── Dataset excerpts ──

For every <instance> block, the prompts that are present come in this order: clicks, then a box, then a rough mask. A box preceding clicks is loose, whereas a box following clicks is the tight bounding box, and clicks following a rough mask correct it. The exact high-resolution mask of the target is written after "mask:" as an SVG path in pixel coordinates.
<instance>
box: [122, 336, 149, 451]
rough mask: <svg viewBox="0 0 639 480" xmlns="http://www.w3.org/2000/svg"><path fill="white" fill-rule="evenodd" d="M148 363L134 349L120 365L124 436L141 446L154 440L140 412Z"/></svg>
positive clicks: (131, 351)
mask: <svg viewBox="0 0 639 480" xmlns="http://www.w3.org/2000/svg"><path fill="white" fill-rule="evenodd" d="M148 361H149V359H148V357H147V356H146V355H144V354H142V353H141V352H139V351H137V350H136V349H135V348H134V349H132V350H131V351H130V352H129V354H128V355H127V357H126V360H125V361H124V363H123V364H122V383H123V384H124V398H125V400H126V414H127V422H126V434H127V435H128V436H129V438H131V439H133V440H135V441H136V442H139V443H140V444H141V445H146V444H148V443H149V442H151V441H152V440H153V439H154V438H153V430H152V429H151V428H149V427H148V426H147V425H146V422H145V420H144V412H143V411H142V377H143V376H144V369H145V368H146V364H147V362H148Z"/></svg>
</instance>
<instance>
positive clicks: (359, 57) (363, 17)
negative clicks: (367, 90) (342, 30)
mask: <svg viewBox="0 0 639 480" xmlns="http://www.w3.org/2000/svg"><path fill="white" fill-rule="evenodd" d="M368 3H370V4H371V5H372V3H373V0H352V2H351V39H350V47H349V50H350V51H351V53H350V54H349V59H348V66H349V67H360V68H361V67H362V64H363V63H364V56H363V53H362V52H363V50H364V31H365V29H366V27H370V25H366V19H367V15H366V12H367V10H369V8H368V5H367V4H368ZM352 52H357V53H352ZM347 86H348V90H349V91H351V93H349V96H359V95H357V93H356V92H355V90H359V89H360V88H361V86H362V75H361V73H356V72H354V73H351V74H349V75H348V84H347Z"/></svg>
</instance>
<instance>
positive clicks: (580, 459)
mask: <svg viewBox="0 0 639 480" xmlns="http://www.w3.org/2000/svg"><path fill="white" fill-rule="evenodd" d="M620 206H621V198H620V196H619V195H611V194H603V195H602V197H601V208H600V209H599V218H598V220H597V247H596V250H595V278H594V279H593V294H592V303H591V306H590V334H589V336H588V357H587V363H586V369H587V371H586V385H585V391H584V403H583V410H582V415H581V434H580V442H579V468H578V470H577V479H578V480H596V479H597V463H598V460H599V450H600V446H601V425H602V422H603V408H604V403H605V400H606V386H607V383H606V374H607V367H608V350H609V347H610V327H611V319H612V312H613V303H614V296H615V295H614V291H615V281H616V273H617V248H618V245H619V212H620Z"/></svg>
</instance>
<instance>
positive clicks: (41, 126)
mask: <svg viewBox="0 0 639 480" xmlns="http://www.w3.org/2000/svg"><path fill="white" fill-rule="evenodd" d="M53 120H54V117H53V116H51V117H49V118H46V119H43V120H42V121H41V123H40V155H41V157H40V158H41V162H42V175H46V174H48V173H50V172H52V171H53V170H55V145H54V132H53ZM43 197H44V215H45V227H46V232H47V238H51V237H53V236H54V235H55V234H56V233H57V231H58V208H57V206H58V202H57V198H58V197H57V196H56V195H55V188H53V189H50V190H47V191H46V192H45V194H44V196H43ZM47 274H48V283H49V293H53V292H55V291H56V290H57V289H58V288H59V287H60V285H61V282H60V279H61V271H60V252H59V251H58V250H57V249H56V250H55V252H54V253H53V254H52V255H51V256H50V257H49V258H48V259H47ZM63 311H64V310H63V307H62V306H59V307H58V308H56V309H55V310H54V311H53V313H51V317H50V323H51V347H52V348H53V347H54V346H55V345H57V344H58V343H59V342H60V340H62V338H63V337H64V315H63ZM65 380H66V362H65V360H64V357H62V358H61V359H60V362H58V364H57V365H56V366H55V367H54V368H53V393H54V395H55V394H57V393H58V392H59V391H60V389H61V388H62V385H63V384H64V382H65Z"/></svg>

───

## Task prompt
All records are to be retyped precisely.

## Reply
For every <instance> block, the prompts that are present come in this order: clicks, then a box, then a rough mask. A box preceding clicks is loose, whereas a box following clicks is the tight bounding box, and clicks following a rough mask correct it. The exact high-resolution mask of the target is written after "mask:" as an SVG path in pixel coordinates.
<instance>
box: [122, 336, 149, 451]
rough mask: <svg viewBox="0 0 639 480" xmlns="http://www.w3.org/2000/svg"><path fill="white" fill-rule="evenodd" d="M148 363L134 349L120 365L124 436L141 446L154 440L140 412Z"/></svg>
positive clicks: (131, 351)
mask: <svg viewBox="0 0 639 480" xmlns="http://www.w3.org/2000/svg"><path fill="white" fill-rule="evenodd" d="M148 361H149V359H148V357H147V356H146V355H144V354H142V353H141V352H139V351H137V350H136V349H135V348H134V349H132V350H131V351H130V352H129V354H128V355H127V357H126V360H125V361H124V363H123V364H122V383H123V384H124V398H125V400H126V414H127V422H126V434H127V435H128V436H129V438H131V439H133V440H135V441H136V442H139V443H140V444H141V445H146V444H148V443H149V442H151V441H152V440H153V439H154V438H153V430H152V429H151V428H149V427H148V426H147V425H146V422H145V420H144V412H143V411H142V377H143V376H144V369H145V368H146V364H147V362H148Z"/></svg>
</instance>
<instance>
positive clicks: (359, 57) (363, 17)
negative clicks: (367, 90) (342, 30)
mask: <svg viewBox="0 0 639 480" xmlns="http://www.w3.org/2000/svg"><path fill="white" fill-rule="evenodd" d="M368 3H370V4H371V5H372V3H373V0H352V2H351V39H350V47H349V50H350V51H351V53H350V54H349V59H348V66H349V67H360V68H361V67H362V64H363V63H364V56H363V53H362V52H363V50H364V31H365V29H366V27H370V25H366V19H367V15H366V12H367V10H369V8H368V5H367V4H368ZM352 52H357V53H352ZM347 86H348V90H349V91H351V93H349V96H359V95H357V93H356V92H355V90H359V89H360V88H361V86H362V75H361V73H356V72H354V73H351V74H349V75H348V84H347Z"/></svg>
</instance>
<instance>
positive clicks: (580, 459)
mask: <svg viewBox="0 0 639 480" xmlns="http://www.w3.org/2000/svg"><path fill="white" fill-rule="evenodd" d="M620 206H621V198H620V196H619V195H611V194H603V195H602V197H601V208H600V209H599V218H598V220H597V247H596V250H595V278H594V279H593V294H592V303H591V306H590V334H589V336H588V357H587V363H586V369H587V371H586V385H585V391H584V403H583V410H582V415H581V434H580V442H579V468H578V470H577V479H578V480H596V479H597V463H598V460H599V450H600V446H601V425H602V422H603V408H604V403H605V400H606V386H607V383H606V374H607V367H608V350H609V347H610V327H611V319H612V312H613V303H614V296H615V295H614V291H615V281H616V273H617V248H618V245H619V212H620Z"/></svg>
</instance>
<instance>
positive clicks: (41, 126)
mask: <svg viewBox="0 0 639 480" xmlns="http://www.w3.org/2000/svg"><path fill="white" fill-rule="evenodd" d="M53 120H54V117H53V116H51V117H49V118H46V119H43V120H42V121H41V123H40V155H41V157H40V158H41V162H42V175H46V174H48V173H50V172H52V171H53V170H55V145H54V132H53ZM43 197H44V215H45V227H46V232H47V238H51V237H53V236H54V235H55V234H56V233H57V231H58V208H57V206H58V202H57V198H58V197H57V196H56V195H55V188H53V189H50V190H47V191H46V192H45V194H44V196H43ZM47 274H48V283H49V293H53V292H55V291H56V290H57V289H58V288H59V287H60V285H61V282H60V279H61V271H60V252H59V251H58V250H57V249H56V250H55V252H54V253H53V254H52V255H51V256H50V257H49V258H48V259H47ZM63 311H64V310H63V307H62V306H59V307H58V308H56V309H55V310H54V311H53V313H51V317H50V323H51V347H52V348H53V347H54V346H55V345H57V344H58V343H59V342H60V340H62V338H63V337H64V315H63ZM65 380H66V362H65V360H64V357H62V358H61V359H60V362H58V364H57V365H56V366H55V367H54V368H53V393H54V395H55V394H57V393H58V392H59V391H60V389H61V388H62V385H63V384H64V382H65Z"/></svg>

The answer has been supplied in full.